→ Extract to read
────────────────────────────────────────

Grab a hot drink and a Kleenex. This one’s going to be a tear jerker…
There I was one cold February day, minding my own business and probably sipping a glass of gin, when I got a text. I looked at my phone. The text wasn’t from my wife telling me she’d found an awesome new coffee shop; it wasn’t from O2 warning me that I’d reached my data limit; it was from Dave, a husband-to-be messaging me to say that his darling fiancé had a brain tumour.
Michelle - the bride-to-be - needed a lengthy and extremely complex operation to remove this cancerous bludger that had formed inside her brain, one which would leave her with a scar covering almost the entirety of one side of her head. So close to the wedding day, we all know that most brides would be in anguish at the thought of looking anything less than ‘perfect’ when they walked down the aisle - but Michelle wanted to redefine the meaning of that word. She wanted to create her own perfection; her own way of telling the world, ‘these are the cards I’ve been dealt, but I’m not going to let them stop me from enjoying the happiest day of my life’.

────────────────────────────────────────

→ Recorded information
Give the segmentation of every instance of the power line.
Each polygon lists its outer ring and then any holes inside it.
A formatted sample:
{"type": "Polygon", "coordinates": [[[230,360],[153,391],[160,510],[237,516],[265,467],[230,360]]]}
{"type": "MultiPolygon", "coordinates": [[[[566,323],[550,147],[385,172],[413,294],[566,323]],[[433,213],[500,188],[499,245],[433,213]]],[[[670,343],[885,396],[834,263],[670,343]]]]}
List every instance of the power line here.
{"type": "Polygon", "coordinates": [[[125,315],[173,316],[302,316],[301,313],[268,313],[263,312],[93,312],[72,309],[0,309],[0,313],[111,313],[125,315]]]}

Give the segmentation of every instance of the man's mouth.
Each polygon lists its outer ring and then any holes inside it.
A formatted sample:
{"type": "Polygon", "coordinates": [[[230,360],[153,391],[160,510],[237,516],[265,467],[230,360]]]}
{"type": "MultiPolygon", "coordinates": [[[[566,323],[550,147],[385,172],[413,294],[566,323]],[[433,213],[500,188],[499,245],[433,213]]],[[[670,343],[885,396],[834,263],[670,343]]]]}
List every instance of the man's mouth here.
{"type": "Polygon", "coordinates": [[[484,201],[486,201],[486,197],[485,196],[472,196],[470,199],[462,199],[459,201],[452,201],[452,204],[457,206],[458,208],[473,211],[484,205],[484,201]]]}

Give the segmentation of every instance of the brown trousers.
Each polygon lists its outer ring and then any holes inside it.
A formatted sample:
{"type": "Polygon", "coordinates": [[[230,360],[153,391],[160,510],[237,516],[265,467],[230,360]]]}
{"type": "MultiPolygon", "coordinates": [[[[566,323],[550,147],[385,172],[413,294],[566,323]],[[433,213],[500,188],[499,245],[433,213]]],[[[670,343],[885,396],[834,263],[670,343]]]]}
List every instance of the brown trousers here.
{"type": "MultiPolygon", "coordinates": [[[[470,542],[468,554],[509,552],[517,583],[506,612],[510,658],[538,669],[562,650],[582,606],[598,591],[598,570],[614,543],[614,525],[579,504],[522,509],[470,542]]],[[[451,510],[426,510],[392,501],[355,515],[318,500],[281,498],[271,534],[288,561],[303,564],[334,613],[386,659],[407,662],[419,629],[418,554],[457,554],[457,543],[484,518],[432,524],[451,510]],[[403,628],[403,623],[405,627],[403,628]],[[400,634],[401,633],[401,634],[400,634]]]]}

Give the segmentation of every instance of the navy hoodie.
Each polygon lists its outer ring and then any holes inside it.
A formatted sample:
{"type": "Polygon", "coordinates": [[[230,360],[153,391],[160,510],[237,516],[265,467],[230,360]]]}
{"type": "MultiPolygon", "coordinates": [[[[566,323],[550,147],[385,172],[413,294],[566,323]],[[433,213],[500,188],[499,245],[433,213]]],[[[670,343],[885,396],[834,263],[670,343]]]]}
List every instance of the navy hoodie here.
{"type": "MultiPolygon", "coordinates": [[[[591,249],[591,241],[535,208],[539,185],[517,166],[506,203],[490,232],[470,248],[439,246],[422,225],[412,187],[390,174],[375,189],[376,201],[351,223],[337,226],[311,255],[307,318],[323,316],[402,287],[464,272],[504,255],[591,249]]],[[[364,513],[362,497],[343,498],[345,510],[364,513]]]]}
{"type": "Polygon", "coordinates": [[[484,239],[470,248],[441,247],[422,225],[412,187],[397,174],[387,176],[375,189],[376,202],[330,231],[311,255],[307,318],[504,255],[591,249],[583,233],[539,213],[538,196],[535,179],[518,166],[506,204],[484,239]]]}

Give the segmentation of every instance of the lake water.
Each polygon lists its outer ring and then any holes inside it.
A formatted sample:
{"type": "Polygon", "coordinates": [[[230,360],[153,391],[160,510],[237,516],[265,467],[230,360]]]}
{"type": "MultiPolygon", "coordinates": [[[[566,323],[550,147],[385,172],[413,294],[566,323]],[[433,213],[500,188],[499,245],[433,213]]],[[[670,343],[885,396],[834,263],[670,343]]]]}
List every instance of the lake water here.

────────────────────────────────────────

→ Work task 1
Reproduce the part of the story about Michelle's wedding that begins at the words "Michelle - the" and stops after "of my life’.".
→ Work task 2
In the story about Michelle's wedding, who sent the text message on that cold February day?
→ Work task 3
Shorten the paragraph of the story about Michelle's wedding that opens with "Michelle - the bride-to-be", and keep its main facts.

→ Answer area 1
Michelle - the bride-to-be - needed a lengthy and extremely complex operation to remove this cancerous bludger that had formed inside her brain, one which would leave her with a scar covering almost the entirety of one side of her head. So close to the wedding day, we all know that most brides would be in anguish at the thought of looking anything less than ‘perfect’ when they walked down the aisle - but Michelle wanted to redefine the meaning of that word. She wanted to create her own perfection; her own way of telling the world, ‘these are the cards I’ve been dealt, but I’m not going to let them stop me from enjoying the happiest day of my life’.

→ Answer area 2
Dave, a husband-to-be, sent it.

→ Answer area 3
Michelle, the bride-to-be, needed a long, highly complex operation to remove a cancerous growth in her brain. It would leave a scar over almost one whole side of her head. Most brides would dread looking less than "perfect" so close to the wedding, but Michelle wanted to redefine the word. She wanted to create her own perfection and show the world that her circumstances would not stop her from enjoying the happiest day of her life.